Page excerpt ▸
While a number of similar programs available, Mascot is unique in that it integrates all of the proven methods of searching. These different search methods can be categorised as follows:
- Peptide Mass Fingerprint in which the only experimental data are peptide mass values,
- Sequence Query in which peptide mass data are combined with amino acid sequence and composition information. A super-set of a sequence tag query,
- MS/MS Ion Search using uninterpreted MS/MS data from one or more peptides,
The general approach for all types of search is to take a small sample of the protein of interest and digest it with a proteolytic enzyme, such as trypsin. The resulting digest mixture is analysed by mass spectrometry.
Different types of mass spectrometer have different capabilities. A simple instrument will measure a set of molecular weights for the intact mixture of peptides. An instrument with MS/MS capability can additionally provide structural information by recording the fragment ion spectrum of a peptide. Usually, the digest mixture will be separated by chromatography prior to MS/MS analysis, so that MS/MS spectra from individual peptides can be measured.
The experimental mass values are then compared with calculated peptide mass or fragment ion mass values, obtained by applying cleavage rules to the entries in a comprehensive primary sequence database. By using an appropriate scoring algorithm, the closest match or matches can be identified. If the "unknown" protein is present in the sequence database, then the aim is to pull out that precise entry. If the sequence database does not contain the unknown protein, then the aim is to pull out those entries which exhibit the closest homology, often equivalent proteins from related species.
What is QconCAT?QconCATs are standards for protein quantification, based on the two principles of surrogacy and stable isotope labelled internal standardisation. They were invented by Rob Beynon Simon Gaskell and Julie Pratt.
The QconCAT itself is an artificial protein, created by de novo gene synthesis and prepared by heterologus expression, usually in bacteria.
Can I have a copy of XXXXX software?The answer is, in most, instances, no. The proprietary software that is provided with instruments often includes a free results viewer, but will lack most analytical capabilities. Further, the raw data that derive from the instrument are usually subject to high level processing for discovery or comparative analyses. We have paid a great deal of money for these packages, and they are usually copy-protected and restricted to single computers. These computers are usually very highly specified, running 64-bit OS, with every enhancement for handling large data files, and also for speed.
In general, external users will expect us to perform most of the analyses as well, and thus, we will access these packages on your behalf. If you wish to become adept at running the software yourself, that is no problem, but access to the computers is chargeable as well, and we will also have to make a charge for training. This is the only way we can operate without PFG subsidising other groups research.

Natural-language object grounding data:
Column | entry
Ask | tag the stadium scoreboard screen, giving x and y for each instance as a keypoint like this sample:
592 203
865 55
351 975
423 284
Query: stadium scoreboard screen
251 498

Instructions to follow ▸
Which proteolytic enzyme does the mass spectrometry text give as an example for digesting the protein sample?

Response area ▸
Trypsin.